Пожалуйста, найдите в тексте для чтения, на какие суммы поэт подписал заемные письма 1 июня.

> **Текст для чтения**
>>>

1 июня поэт подписал два заемных письма — на 5000 и 3000 рублей сроком на полгода. Эти деньги дал ему взаймы под проценты его дальний родственник — отставной поручик князь H. H. Оболенский, известный игрок.
Наскоро уладив самые неотложные дела, Пушкин на какое-то время отстранил от себя насущные заботы. Уединившись в своем кабинете на даче, поэт погрузился в работу.
Лето в тот год выдалось на редкость ненастное. Дожди шли беспрестанно. Было ветрено, сыро и холодно, как в октябре. За весь июнь и июль едва ли выпало два-три солнечных дня. А. Пушкин втайне радовался ненастью. Он стал писать, и работа пошла успешно. Явилось вдохновение, которого он тщетно ожидал прошлой осенью.

<<<

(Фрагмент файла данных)
>>>

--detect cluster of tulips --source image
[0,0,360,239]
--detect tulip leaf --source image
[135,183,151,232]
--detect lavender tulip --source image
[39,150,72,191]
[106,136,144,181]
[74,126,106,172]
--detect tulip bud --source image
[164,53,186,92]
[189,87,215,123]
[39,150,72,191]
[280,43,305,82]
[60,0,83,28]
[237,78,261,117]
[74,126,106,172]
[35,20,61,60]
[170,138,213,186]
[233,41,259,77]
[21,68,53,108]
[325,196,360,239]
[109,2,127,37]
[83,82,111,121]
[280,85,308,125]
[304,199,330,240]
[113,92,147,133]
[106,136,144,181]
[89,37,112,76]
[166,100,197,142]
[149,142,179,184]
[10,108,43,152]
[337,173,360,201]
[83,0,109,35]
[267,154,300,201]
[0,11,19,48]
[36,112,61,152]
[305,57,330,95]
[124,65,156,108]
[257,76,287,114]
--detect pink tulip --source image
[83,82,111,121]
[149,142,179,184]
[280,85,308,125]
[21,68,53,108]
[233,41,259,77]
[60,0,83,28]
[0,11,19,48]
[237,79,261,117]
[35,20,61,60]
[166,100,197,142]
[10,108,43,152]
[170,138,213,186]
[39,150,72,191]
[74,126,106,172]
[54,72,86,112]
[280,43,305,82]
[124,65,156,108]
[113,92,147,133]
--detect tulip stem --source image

<<<

> **Решение задания**
На 5000 и 3000 рублей сроком на полгода.